WHAT YOU ARE ASKED TO DO
Extract the lines beginning at the one that holds "Find the thumb" and ending at the final line of the material below, keeping them exact and leaving out all pictures.

DATA PROVIDED
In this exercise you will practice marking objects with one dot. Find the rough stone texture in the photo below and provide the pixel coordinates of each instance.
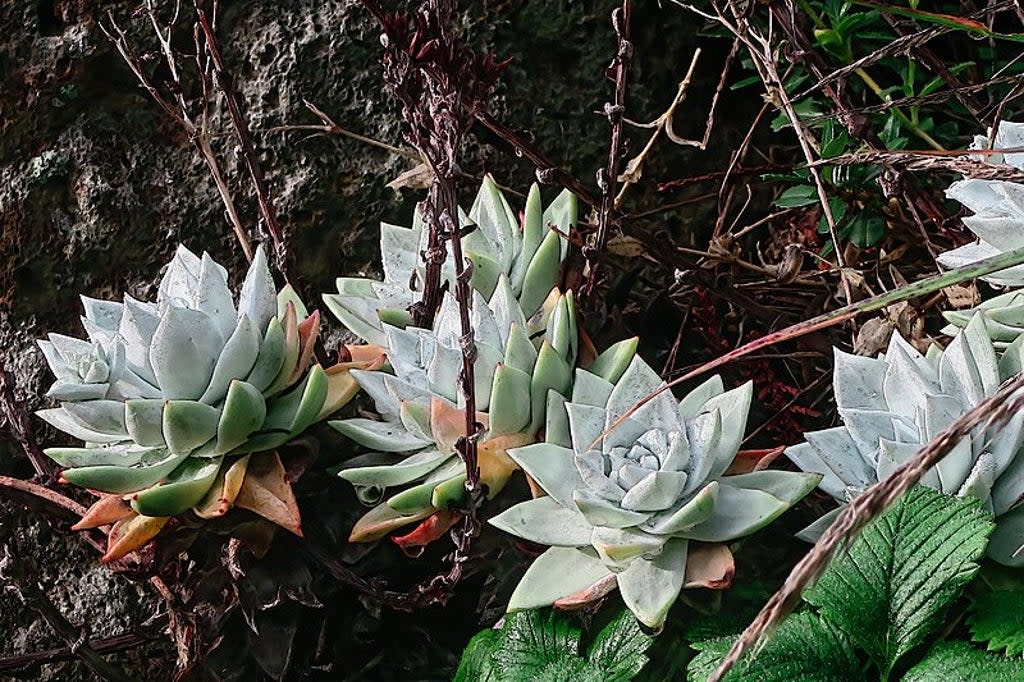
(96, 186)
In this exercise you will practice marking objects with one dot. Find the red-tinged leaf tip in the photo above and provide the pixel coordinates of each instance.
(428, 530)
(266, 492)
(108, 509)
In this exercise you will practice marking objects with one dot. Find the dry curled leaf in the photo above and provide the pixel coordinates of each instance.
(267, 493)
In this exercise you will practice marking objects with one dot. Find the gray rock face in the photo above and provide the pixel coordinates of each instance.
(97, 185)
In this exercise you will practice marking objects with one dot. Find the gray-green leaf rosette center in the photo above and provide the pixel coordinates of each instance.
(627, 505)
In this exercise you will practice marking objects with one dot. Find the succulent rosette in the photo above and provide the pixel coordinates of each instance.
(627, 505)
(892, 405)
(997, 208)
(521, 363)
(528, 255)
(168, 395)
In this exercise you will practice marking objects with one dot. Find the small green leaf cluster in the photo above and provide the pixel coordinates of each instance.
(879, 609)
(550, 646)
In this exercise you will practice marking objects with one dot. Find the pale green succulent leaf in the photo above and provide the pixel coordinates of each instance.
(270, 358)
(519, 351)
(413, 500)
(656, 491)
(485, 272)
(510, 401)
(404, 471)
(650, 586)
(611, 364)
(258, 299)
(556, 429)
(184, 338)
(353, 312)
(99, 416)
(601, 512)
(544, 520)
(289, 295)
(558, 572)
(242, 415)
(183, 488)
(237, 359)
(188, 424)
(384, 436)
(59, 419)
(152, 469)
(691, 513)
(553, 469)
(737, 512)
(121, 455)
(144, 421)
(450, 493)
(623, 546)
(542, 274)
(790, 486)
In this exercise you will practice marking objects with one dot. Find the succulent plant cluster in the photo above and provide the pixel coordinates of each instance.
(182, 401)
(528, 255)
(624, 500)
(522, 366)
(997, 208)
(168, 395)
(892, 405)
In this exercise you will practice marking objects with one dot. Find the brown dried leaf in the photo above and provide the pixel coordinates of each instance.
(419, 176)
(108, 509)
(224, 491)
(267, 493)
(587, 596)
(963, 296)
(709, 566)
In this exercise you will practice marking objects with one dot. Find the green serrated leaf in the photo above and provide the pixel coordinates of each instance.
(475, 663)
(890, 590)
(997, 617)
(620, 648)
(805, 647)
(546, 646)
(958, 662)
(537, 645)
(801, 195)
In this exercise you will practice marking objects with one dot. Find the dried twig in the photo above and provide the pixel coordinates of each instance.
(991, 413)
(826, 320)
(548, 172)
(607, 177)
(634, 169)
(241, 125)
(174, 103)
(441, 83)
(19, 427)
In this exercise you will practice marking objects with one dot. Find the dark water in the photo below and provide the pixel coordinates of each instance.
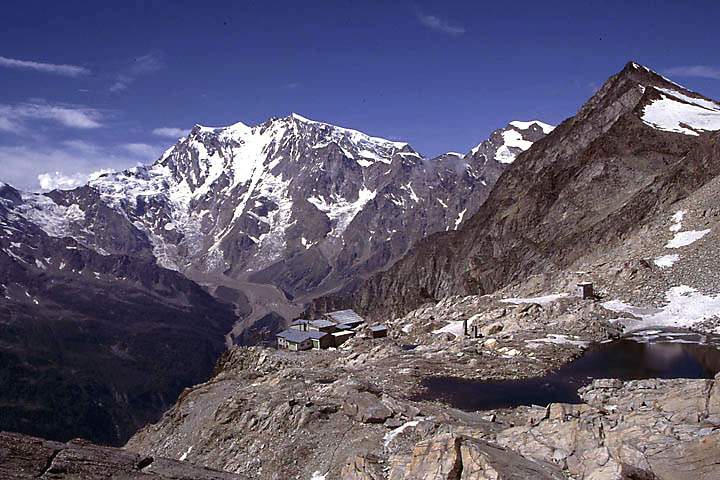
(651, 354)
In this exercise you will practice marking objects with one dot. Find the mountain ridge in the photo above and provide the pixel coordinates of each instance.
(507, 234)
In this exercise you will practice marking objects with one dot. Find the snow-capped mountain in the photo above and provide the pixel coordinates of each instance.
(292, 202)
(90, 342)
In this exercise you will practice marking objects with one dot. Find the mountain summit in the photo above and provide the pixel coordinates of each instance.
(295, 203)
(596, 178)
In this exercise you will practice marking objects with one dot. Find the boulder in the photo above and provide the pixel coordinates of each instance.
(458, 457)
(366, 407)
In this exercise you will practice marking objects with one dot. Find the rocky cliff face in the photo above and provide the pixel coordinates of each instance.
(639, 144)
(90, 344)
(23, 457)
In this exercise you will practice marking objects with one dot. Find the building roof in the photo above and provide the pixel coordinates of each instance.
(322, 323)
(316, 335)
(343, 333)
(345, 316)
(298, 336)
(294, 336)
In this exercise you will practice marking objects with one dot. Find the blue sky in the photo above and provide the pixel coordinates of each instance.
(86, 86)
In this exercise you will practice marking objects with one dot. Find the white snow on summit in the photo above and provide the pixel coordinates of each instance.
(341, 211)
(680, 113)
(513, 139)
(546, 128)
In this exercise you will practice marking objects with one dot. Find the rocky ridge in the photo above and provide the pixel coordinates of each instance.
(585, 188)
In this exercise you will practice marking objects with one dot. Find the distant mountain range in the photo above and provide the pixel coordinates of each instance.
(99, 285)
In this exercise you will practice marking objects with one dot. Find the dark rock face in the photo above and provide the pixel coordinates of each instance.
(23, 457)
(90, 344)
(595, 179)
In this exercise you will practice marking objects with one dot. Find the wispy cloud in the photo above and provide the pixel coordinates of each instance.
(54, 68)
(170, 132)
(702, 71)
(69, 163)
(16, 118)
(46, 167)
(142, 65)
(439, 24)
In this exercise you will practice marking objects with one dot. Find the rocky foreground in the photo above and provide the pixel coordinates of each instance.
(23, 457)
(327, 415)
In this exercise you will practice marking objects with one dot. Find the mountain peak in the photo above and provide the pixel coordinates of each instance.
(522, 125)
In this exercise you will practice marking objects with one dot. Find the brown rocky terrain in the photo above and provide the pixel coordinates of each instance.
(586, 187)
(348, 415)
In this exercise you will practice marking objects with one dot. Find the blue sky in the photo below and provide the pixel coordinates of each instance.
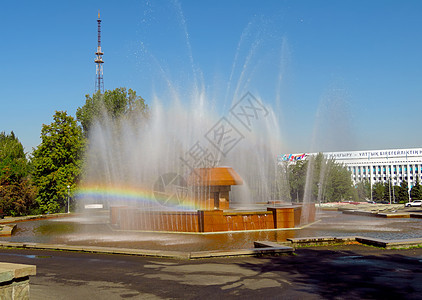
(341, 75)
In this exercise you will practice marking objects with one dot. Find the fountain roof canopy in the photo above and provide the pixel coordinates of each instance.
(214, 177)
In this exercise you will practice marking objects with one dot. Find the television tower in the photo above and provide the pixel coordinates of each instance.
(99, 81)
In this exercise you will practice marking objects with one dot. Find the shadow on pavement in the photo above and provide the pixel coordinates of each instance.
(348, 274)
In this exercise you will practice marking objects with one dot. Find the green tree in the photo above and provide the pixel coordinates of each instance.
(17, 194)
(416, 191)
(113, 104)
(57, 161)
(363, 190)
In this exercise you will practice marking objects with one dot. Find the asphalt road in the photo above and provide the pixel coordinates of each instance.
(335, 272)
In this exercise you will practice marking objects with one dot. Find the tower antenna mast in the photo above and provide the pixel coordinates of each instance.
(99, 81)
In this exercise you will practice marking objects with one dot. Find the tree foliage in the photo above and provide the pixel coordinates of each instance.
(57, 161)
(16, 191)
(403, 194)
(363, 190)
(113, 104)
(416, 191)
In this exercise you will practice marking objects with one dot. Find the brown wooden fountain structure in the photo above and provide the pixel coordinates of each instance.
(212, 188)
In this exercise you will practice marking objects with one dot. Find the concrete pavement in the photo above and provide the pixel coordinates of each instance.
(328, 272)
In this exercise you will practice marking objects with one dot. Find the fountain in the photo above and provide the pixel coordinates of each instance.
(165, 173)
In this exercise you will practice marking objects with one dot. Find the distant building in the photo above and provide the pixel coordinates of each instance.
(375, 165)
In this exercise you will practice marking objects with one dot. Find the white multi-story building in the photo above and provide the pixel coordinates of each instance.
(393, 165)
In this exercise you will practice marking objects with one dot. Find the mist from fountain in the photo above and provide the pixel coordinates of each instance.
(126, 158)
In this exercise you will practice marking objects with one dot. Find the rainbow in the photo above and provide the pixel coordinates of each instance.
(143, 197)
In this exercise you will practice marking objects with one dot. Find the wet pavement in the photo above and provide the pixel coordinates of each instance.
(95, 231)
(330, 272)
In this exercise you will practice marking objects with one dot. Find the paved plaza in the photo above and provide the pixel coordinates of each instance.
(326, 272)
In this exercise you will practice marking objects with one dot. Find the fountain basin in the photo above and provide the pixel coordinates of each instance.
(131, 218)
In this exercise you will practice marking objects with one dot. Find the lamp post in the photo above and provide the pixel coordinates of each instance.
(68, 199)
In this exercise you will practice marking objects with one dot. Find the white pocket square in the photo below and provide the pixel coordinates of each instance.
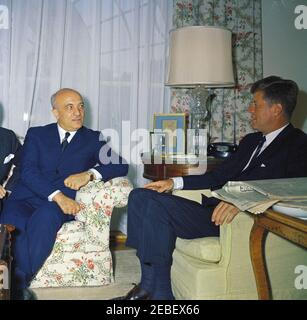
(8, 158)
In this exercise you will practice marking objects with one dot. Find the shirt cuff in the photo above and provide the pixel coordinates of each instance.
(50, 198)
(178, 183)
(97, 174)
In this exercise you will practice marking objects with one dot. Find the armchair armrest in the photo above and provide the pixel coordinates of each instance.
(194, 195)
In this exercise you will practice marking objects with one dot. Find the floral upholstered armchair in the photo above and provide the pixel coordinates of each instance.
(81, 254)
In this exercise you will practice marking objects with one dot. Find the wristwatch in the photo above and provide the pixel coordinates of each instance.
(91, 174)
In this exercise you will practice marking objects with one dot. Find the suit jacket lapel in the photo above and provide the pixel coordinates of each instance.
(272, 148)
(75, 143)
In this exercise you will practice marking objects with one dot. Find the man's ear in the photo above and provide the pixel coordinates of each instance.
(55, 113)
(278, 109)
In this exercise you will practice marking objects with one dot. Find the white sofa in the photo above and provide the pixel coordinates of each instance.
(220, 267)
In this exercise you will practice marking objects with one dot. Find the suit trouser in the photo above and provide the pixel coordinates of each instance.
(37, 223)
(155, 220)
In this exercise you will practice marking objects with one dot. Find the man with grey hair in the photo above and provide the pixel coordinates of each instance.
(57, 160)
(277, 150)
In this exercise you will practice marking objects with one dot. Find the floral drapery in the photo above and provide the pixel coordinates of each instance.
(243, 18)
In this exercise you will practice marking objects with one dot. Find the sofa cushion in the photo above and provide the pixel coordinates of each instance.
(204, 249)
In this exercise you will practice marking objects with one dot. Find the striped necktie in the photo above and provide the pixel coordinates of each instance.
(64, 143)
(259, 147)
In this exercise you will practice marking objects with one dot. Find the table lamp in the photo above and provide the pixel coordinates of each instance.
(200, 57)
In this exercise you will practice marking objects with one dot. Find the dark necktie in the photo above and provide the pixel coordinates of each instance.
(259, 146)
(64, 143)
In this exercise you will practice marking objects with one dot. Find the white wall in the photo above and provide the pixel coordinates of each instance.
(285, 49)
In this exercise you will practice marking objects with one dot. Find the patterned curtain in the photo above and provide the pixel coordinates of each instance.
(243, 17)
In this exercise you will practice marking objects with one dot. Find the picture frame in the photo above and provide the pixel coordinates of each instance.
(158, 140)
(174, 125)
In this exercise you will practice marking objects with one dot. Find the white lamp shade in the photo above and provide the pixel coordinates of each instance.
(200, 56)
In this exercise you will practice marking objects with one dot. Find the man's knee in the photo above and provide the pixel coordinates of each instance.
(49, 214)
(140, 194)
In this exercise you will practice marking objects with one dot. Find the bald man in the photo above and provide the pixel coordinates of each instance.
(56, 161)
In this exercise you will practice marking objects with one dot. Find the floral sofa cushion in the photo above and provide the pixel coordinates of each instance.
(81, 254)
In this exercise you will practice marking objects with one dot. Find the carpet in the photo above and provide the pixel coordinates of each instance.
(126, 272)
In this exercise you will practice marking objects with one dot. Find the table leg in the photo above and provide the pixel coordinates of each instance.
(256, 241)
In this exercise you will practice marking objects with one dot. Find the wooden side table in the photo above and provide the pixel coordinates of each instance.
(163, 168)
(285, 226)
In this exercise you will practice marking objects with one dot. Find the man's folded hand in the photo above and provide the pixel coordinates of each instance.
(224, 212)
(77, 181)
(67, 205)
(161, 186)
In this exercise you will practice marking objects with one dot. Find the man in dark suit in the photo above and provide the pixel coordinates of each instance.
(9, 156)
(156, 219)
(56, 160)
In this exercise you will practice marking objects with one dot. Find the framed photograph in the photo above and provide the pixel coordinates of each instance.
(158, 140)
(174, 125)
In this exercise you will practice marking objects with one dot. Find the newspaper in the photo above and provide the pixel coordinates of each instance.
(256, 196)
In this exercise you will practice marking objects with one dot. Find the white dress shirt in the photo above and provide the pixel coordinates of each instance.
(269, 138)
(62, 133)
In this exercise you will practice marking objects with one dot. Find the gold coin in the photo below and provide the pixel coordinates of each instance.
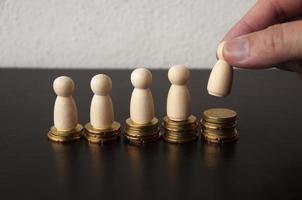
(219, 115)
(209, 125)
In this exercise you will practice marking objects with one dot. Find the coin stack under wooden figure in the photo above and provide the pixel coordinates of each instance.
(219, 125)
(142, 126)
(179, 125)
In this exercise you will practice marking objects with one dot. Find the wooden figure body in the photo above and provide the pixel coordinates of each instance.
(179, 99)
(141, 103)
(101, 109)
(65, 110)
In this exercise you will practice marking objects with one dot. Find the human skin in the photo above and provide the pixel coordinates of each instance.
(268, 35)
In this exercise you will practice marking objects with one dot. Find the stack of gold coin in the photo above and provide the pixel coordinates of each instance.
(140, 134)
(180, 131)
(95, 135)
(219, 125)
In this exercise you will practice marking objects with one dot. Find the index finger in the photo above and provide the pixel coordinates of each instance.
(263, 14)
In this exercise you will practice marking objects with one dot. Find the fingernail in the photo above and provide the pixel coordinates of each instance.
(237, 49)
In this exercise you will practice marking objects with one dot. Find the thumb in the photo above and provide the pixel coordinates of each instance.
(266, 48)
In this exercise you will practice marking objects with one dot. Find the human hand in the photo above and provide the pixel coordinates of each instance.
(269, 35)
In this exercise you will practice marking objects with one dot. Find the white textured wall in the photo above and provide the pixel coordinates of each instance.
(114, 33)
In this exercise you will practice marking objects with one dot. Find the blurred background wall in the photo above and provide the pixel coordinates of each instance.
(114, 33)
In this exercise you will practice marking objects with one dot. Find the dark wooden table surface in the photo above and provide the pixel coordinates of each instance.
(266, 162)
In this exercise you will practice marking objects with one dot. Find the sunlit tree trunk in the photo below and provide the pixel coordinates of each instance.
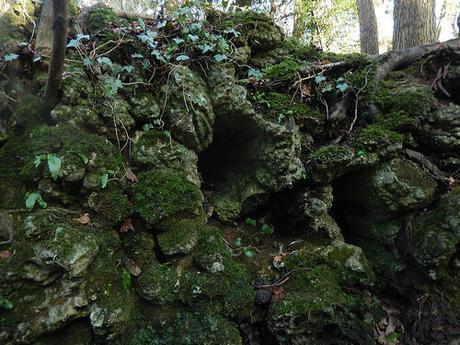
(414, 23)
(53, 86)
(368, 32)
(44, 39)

SOLUTION TO THE PROBLEM
In this exercise you will practice marking objects with one dot. Find the thumb in the photo above and provide the pixel coordinates of each instance.
(266, 48)
In this exercise you will practice marking objects with one dot. Find the human hand in the photo above and provide the pixel coordinates of each instance.
(269, 35)
In this exercise you will practice marking objects with one dot. Find the white textured wall in the photo above and provide the pixel coordinates of each instance.
(114, 33)
In this exercise you will practice marking objects with one dot. Find the blurred background wall in the photo above and provide the pixel coordinates of each instance.
(114, 33)
In this exercise you will practice marking objects with one dot. Find the dark wooden table surface in the photo above and provide the pixel coordinates of each instance.
(266, 162)
In this exercise you will practice marking objects with one dot. Find the sunlit tree trunk in the photo below and provide the pixel coordinates of each instance.
(414, 23)
(53, 86)
(368, 32)
(44, 39)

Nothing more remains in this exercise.